Description of the task:
Give back exactly the lines starting at the one with "the white cloud" and ending at the last line of the data below. Pictures are not part of the copy.

Stored data:

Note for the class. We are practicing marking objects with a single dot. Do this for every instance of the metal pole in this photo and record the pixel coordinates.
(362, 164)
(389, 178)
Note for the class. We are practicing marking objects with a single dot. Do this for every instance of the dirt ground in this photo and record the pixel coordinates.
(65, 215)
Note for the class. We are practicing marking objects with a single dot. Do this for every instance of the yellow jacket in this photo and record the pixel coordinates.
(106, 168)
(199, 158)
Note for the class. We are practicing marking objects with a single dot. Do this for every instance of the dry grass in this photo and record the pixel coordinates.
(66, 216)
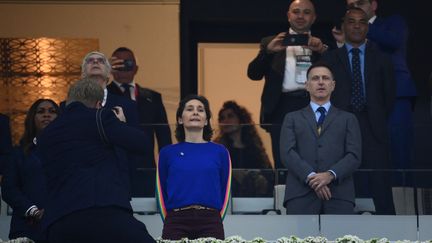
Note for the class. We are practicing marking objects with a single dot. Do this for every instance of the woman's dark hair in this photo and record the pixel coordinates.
(249, 134)
(208, 131)
(30, 131)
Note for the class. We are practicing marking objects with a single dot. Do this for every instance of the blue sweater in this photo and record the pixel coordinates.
(193, 174)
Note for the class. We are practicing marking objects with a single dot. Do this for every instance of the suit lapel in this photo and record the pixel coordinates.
(344, 59)
(309, 115)
(331, 115)
(369, 64)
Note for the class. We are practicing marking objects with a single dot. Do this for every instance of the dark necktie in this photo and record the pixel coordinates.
(126, 92)
(321, 118)
(357, 96)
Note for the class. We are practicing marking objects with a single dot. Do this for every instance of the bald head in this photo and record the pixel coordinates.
(301, 15)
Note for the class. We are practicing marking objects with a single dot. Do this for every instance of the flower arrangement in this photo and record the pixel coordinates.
(291, 239)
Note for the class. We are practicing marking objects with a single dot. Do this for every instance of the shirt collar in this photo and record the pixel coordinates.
(371, 20)
(362, 47)
(105, 97)
(119, 84)
(315, 106)
(292, 32)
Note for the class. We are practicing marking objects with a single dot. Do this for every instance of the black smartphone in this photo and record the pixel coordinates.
(296, 40)
(128, 65)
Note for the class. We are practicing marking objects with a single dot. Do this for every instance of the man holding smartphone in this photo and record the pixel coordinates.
(152, 118)
(283, 61)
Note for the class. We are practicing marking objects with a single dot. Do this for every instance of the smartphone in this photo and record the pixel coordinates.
(296, 40)
(129, 65)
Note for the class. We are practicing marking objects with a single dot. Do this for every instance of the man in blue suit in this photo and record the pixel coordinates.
(96, 66)
(391, 35)
(87, 180)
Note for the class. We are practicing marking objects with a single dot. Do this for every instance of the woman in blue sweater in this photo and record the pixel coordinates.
(193, 176)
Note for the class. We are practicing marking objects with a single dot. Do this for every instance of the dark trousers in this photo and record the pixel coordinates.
(401, 132)
(311, 204)
(193, 224)
(375, 184)
(106, 224)
(288, 102)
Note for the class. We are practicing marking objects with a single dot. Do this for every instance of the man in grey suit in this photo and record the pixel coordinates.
(321, 147)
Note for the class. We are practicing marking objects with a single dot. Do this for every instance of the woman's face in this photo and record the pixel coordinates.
(194, 115)
(45, 113)
(229, 121)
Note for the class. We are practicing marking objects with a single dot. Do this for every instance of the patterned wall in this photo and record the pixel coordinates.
(33, 68)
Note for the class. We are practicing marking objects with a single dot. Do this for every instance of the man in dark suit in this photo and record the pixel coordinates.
(283, 68)
(321, 147)
(87, 182)
(96, 66)
(5, 143)
(366, 87)
(391, 35)
(152, 116)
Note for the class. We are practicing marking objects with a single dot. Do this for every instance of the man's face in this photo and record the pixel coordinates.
(301, 15)
(355, 27)
(124, 76)
(369, 6)
(320, 84)
(96, 66)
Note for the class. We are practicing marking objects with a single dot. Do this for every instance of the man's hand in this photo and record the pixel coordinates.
(320, 180)
(275, 45)
(118, 111)
(116, 63)
(315, 44)
(324, 193)
(338, 35)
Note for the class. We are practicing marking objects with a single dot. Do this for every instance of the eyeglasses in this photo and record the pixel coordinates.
(100, 60)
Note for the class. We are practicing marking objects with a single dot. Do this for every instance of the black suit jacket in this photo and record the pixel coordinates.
(81, 170)
(24, 186)
(272, 68)
(379, 80)
(152, 120)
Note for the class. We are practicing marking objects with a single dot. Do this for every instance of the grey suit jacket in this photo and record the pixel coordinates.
(303, 151)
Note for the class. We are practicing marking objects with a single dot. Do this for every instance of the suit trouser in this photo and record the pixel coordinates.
(401, 132)
(288, 102)
(104, 224)
(375, 155)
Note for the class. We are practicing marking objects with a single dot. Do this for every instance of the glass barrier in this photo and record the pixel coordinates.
(406, 189)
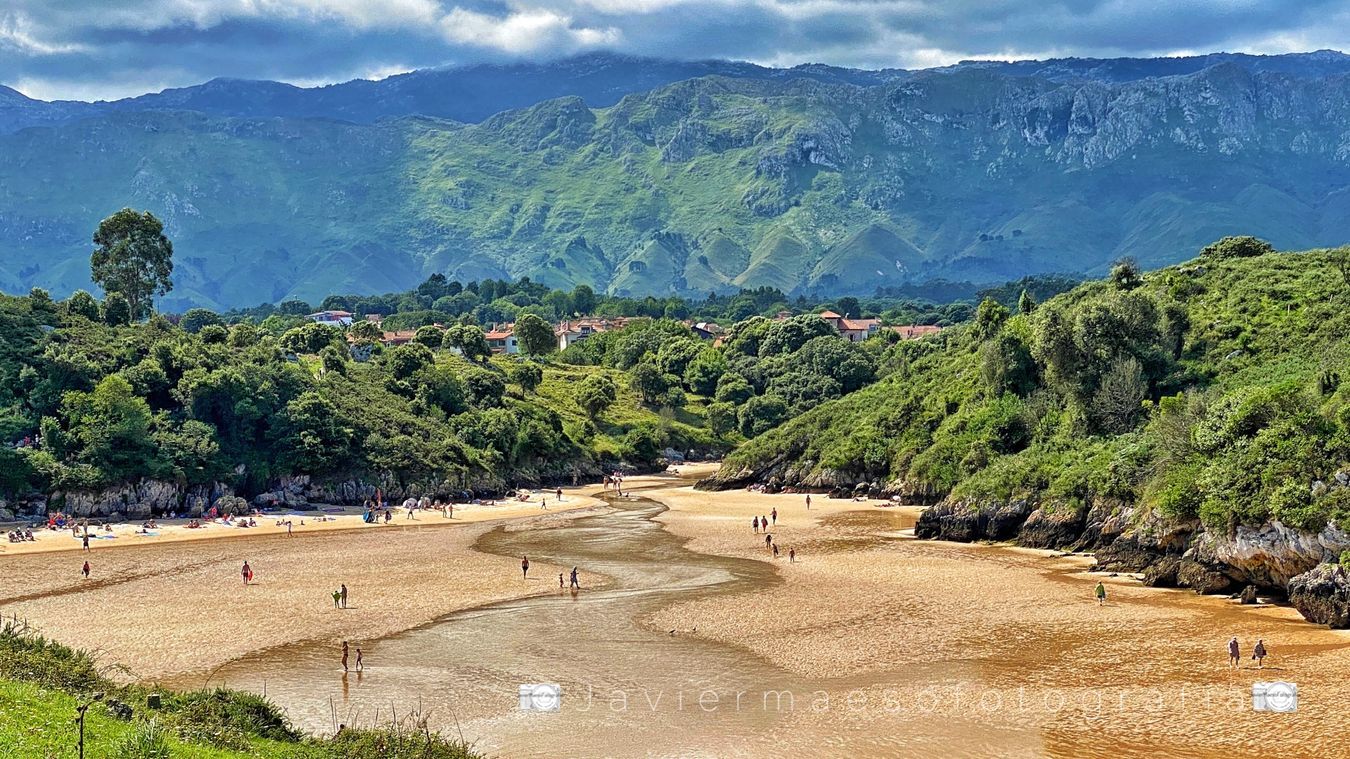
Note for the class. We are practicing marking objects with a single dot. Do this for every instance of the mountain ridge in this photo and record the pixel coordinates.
(809, 184)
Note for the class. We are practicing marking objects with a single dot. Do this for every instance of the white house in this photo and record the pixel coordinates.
(331, 318)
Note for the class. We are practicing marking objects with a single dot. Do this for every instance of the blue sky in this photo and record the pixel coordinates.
(105, 49)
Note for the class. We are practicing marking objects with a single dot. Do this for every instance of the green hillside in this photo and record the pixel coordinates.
(1214, 389)
(705, 184)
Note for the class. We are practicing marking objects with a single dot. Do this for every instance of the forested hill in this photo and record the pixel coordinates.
(1218, 390)
(814, 180)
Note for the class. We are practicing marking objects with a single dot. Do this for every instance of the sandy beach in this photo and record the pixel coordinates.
(918, 647)
(176, 603)
(1006, 634)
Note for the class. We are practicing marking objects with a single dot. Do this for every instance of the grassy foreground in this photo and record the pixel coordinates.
(43, 685)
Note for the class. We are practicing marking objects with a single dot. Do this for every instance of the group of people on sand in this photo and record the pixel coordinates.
(575, 582)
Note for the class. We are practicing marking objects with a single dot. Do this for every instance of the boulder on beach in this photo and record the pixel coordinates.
(1322, 596)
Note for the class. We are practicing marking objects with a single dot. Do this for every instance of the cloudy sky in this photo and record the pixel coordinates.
(104, 49)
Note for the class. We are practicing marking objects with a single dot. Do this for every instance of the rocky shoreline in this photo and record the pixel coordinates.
(1241, 561)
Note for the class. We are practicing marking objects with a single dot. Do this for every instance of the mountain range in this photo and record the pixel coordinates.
(641, 176)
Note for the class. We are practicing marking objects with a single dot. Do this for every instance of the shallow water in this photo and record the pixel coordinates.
(627, 690)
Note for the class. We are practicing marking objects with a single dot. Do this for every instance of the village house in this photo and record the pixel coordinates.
(501, 338)
(331, 318)
(852, 330)
(915, 331)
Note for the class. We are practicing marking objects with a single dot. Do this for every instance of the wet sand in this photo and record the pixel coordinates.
(1011, 635)
(178, 607)
(888, 646)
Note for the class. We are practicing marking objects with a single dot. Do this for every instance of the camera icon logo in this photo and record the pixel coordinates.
(540, 697)
(1275, 697)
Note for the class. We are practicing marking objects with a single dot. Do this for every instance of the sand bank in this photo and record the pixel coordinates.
(1009, 635)
(176, 603)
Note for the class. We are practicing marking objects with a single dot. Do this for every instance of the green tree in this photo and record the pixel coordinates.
(195, 319)
(535, 335)
(1244, 246)
(83, 304)
(134, 258)
(116, 309)
(469, 341)
(366, 331)
(429, 335)
(721, 417)
(1025, 303)
(596, 393)
(309, 338)
(527, 374)
(762, 413)
(648, 381)
(988, 319)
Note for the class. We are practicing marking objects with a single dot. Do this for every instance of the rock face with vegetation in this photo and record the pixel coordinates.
(1190, 424)
(806, 180)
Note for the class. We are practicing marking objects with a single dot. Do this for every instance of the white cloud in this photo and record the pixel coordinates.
(523, 31)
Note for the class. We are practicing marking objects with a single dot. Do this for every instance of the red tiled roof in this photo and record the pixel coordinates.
(914, 331)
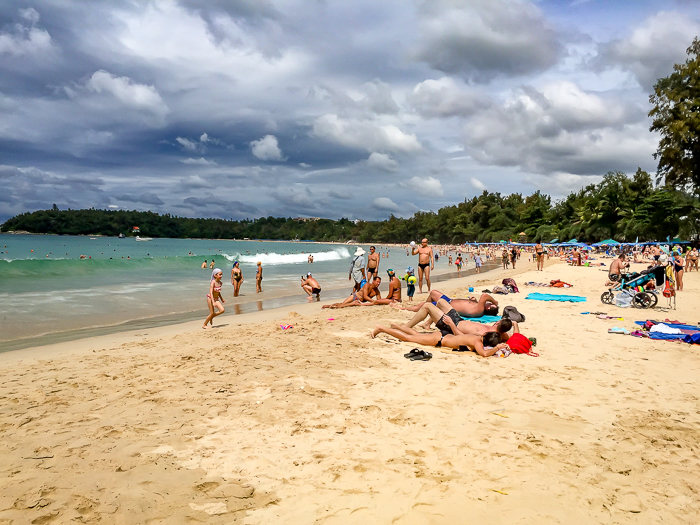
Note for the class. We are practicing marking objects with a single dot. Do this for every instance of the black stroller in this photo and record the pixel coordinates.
(642, 298)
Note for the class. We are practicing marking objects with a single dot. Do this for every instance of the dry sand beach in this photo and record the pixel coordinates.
(248, 423)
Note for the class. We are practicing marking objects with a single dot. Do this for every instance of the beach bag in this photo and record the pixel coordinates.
(511, 312)
(520, 344)
(510, 283)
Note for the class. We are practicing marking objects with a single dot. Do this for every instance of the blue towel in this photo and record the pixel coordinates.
(693, 339)
(485, 319)
(666, 337)
(554, 297)
(673, 325)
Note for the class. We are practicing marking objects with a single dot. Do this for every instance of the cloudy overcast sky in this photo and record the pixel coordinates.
(335, 108)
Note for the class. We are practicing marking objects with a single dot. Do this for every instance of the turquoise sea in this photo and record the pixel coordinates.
(48, 293)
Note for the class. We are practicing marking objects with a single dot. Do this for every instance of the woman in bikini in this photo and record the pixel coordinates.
(678, 268)
(485, 345)
(214, 299)
(236, 278)
(539, 251)
(258, 278)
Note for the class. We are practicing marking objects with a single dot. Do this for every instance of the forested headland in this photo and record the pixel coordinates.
(620, 207)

Task answer:
Note for the class. We are practicing marking objects with a single dot. Do this for every instance of the white cloud in this photo and record the pixel coordinates.
(523, 31)
Note for the class. We are practicing marking objects with a single dot. Do this for every instance of the red tiled roof in this photo and record the pixel coordinates.
(914, 331)
Note for the class. We are practicing marking objects with a single dot. Do this for every instance of the black stroller in this photo and record the pixel coordinates.
(642, 298)
Note for the class. We are practicing marking objects with a single dot. Do this for every instance of the dry sand beach in this photo and record the pixel coordinates.
(248, 423)
Note for the class. We are practicing marking objects with a single dot. Do this for every instance of the beach bag in this photo and record the pixel coordinates.
(511, 312)
(520, 344)
(510, 283)
Note for the class. We are practicing marking objects with a single dot. Do this for every instance of the blue towel in this photo and record the pixel coordinates.
(693, 339)
(485, 319)
(666, 337)
(554, 297)
(673, 325)
Note for the class. We are practicing marking objects with a single dot. Do this for every instance of the cloudy overcast sky in this photo and record the pixel coordinates.
(335, 108)
Note for the class. We are practicing marking objects with a single dot. Do this for every instance of the turquoise sea in this photo and record the pixel coordinates.
(48, 293)
Note for the class. We are practicing marking objects with a single dot. Do this for every instance of the woman in bikini in this photo and record the pixel coordinates.
(678, 268)
(485, 345)
(214, 299)
(236, 278)
(539, 251)
(258, 278)
Note for the class. We are practicing marking objects with a single dot. Do this for every instance of the forested headland in this photo and record the pixel coordinates.
(620, 207)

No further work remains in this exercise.